Content starts

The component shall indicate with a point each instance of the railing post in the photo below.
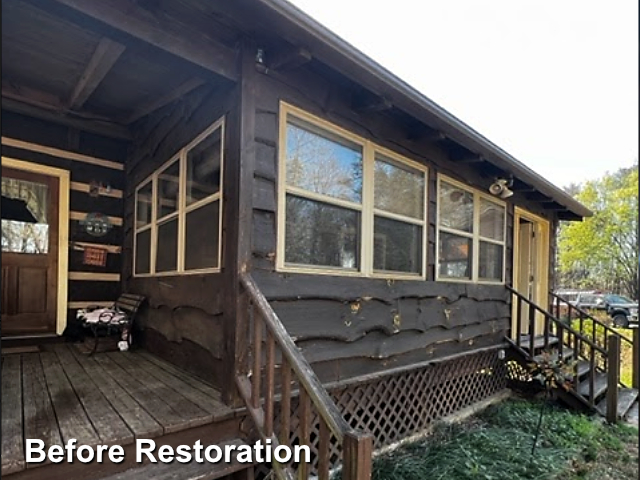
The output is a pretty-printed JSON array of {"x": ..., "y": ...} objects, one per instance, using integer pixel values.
[
  {"x": 613, "y": 377},
  {"x": 357, "y": 452},
  {"x": 635, "y": 366}
]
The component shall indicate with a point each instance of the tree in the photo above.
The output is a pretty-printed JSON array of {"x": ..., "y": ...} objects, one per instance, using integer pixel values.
[{"x": 602, "y": 251}]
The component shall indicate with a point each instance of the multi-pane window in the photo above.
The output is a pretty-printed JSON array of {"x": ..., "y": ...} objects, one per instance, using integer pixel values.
[
  {"x": 179, "y": 210},
  {"x": 471, "y": 234},
  {"x": 350, "y": 207}
]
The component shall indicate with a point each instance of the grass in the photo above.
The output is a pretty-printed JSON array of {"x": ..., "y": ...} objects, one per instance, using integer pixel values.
[{"x": 496, "y": 445}]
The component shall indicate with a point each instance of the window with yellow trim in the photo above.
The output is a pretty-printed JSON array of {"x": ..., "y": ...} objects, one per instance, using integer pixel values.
[
  {"x": 471, "y": 234},
  {"x": 348, "y": 205}
]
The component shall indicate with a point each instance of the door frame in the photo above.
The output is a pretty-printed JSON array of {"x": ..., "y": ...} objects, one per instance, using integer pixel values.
[
  {"x": 543, "y": 231},
  {"x": 63, "y": 229}
]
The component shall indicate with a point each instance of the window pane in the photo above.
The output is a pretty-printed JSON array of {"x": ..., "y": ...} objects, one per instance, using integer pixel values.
[
  {"x": 321, "y": 162},
  {"x": 167, "y": 249},
  {"x": 397, "y": 246},
  {"x": 143, "y": 252},
  {"x": 321, "y": 234},
  {"x": 25, "y": 206},
  {"x": 203, "y": 168},
  {"x": 168, "y": 187},
  {"x": 398, "y": 189},
  {"x": 143, "y": 212},
  {"x": 491, "y": 220},
  {"x": 202, "y": 237},
  {"x": 491, "y": 257},
  {"x": 456, "y": 208},
  {"x": 454, "y": 258}
]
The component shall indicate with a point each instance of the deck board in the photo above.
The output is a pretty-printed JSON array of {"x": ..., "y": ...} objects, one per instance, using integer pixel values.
[
  {"x": 72, "y": 419},
  {"x": 178, "y": 402},
  {"x": 109, "y": 426},
  {"x": 141, "y": 423},
  {"x": 39, "y": 418},
  {"x": 12, "y": 445},
  {"x": 107, "y": 398}
]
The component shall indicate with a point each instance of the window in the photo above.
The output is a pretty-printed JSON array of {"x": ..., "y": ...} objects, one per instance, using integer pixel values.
[
  {"x": 179, "y": 211},
  {"x": 348, "y": 206},
  {"x": 471, "y": 234}
]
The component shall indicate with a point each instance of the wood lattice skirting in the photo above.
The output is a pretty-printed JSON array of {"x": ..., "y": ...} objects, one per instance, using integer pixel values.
[{"x": 403, "y": 404}]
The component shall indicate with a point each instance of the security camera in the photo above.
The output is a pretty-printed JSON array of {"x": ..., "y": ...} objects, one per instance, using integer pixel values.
[{"x": 500, "y": 188}]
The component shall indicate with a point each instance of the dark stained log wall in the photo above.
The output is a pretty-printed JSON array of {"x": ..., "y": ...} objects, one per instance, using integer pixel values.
[
  {"x": 184, "y": 321},
  {"x": 40, "y": 132},
  {"x": 349, "y": 327}
]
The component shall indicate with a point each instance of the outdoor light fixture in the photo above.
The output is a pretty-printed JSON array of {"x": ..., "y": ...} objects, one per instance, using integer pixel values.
[{"x": 500, "y": 187}]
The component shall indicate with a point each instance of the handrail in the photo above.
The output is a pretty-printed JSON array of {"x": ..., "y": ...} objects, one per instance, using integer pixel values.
[
  {"x": 307, "y": 378},
  {"x": 556, "y": 320},
  {"x": 584, "y": 313},
  {"x": 357, "y": 446}
]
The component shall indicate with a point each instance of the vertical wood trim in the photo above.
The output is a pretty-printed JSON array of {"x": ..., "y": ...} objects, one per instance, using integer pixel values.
[{"x": 64, "y": 179}]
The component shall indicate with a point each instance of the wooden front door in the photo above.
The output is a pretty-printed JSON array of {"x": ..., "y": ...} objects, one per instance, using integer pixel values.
[{"x": 29, "y": 252}]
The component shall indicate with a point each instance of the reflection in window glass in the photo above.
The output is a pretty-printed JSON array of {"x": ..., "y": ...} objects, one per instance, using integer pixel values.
[
  {"x": 168, "y": 189},
  {"x": 167, "y": 248},
  {"x": 143, "y": 252},
  {"x": 456, "y": 208},
  {"x": 491, "y": 220},
  {"x": 203, "y": 168},
  {"x": 490, "y": 261},
  {"x": 201, "y": 237},
  {"x": 454, "y": 255},
  {"x": 320, "y": 162},
  {"x": 144, "y": 199},
  {"x": 321, "y": 234},
  {"x": 398, "y": 189},
  {"x": 24, "y": 208},
  {"x": 397, "y": 246}
]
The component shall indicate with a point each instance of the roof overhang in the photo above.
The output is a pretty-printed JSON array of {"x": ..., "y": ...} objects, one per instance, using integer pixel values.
[{"x": 329, "y": 48}]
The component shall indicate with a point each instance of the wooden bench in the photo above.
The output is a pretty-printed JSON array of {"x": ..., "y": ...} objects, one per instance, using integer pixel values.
[{"x": 128, "y": 304}]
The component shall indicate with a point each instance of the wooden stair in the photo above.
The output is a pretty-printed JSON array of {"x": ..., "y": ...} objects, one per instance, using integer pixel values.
[
  {"x": 592, "y": 346},
  {"x": 192, "y": 470}
]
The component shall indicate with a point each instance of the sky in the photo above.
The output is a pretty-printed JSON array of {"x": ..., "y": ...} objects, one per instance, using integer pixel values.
[{"x": 552, "y": 82}]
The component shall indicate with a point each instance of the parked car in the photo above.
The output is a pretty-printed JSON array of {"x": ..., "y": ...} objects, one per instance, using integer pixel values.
[{"x": 622, "y": 310}]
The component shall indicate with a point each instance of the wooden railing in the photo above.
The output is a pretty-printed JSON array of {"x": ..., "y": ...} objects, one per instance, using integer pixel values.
[
  {"x": 598, "y": 331},
  {"x": 261, "y": 387},
  {"x": 583, "y": 348}
]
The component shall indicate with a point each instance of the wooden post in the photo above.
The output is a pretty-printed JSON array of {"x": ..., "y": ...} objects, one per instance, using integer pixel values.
[
  {"x": 635, "y": 366},
  {"x": 357, "y": 452},
  {"x": 613, "y": 377}
]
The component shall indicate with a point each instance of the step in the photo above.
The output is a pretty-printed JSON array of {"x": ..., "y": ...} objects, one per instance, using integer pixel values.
[
  {"x": 538, "y": 341},
  {"x": 567, "y": 353},
  {"x": 599, "y": 387},
  {"x": 185, "y": 471},
  {"x": 626, "y": 399}
]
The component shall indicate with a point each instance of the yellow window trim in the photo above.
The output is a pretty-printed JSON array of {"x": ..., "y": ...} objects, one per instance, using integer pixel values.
[
  {"x": 475, "y": 236},
  {"x": 365, "y": 208}
]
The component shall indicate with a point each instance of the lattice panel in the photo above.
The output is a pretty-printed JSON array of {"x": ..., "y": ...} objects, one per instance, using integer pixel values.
[{"x": 400, "y": 405}]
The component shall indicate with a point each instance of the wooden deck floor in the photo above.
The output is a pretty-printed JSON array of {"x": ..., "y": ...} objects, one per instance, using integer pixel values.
[{"x": 108, "y": 398}]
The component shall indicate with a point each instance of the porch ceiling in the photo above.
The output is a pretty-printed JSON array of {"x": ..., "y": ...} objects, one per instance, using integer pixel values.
[{"x": 59, "y": 59}]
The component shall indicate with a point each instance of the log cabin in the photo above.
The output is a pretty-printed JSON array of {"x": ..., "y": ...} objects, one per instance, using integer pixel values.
[{"x": 328, "y": 257}]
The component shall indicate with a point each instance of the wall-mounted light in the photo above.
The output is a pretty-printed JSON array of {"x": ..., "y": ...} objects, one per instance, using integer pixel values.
[{"x": 500, "y": 187}]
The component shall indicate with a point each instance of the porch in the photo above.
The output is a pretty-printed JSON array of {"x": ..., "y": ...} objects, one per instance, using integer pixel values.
[{"x": 110, "y": 398}]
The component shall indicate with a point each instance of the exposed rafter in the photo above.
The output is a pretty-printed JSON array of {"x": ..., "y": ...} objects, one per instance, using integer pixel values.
[
  {"x": 289, "y": 59},
  {"x": 127, "y": 16},
  {"x": 104, "y": 57},
  {"x": 157, "y": 103}
]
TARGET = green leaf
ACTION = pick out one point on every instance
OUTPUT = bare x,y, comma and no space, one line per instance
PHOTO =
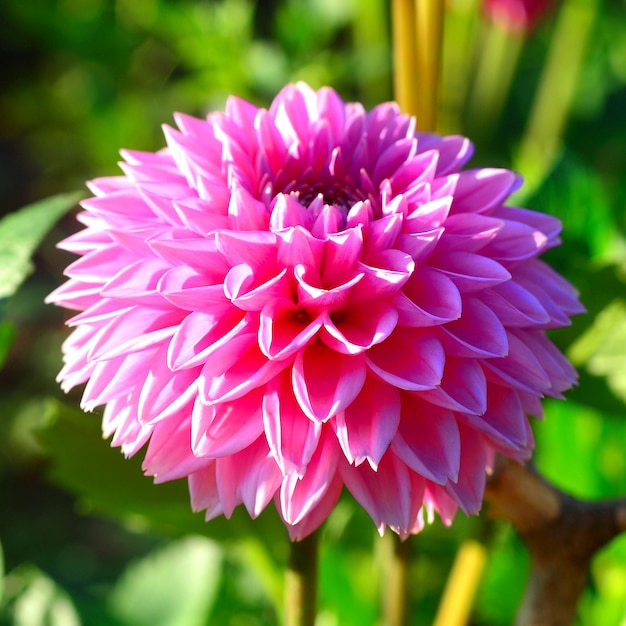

Content ends

EXERCISE: Only the lines above starting at the one containing "wood trim in the photo above." and ending at the one containing "glass in the photo above.", both included, are to be returned, exactly as they read.

EXERCISE RESPONSE:
The component shall indicate with a point each instance of the vertical wood trim in the photo above.
The output is a pretty-printed JSON array of {"x": ..., "y": ...} objects, one per instance, using integer pixel values.
[{"x": 64, "y": 179}]
The component shall indicate with a point each instance of the wooden front door in the photo above.
The output is a pretty-printed JSON array of {"x": ..., "y": ...} objects, one per instance, using integer pixel values.
[{"x": 29, "y": 252}]
The component shall indicate with a point each instance of the reflection in window glass in the photo above.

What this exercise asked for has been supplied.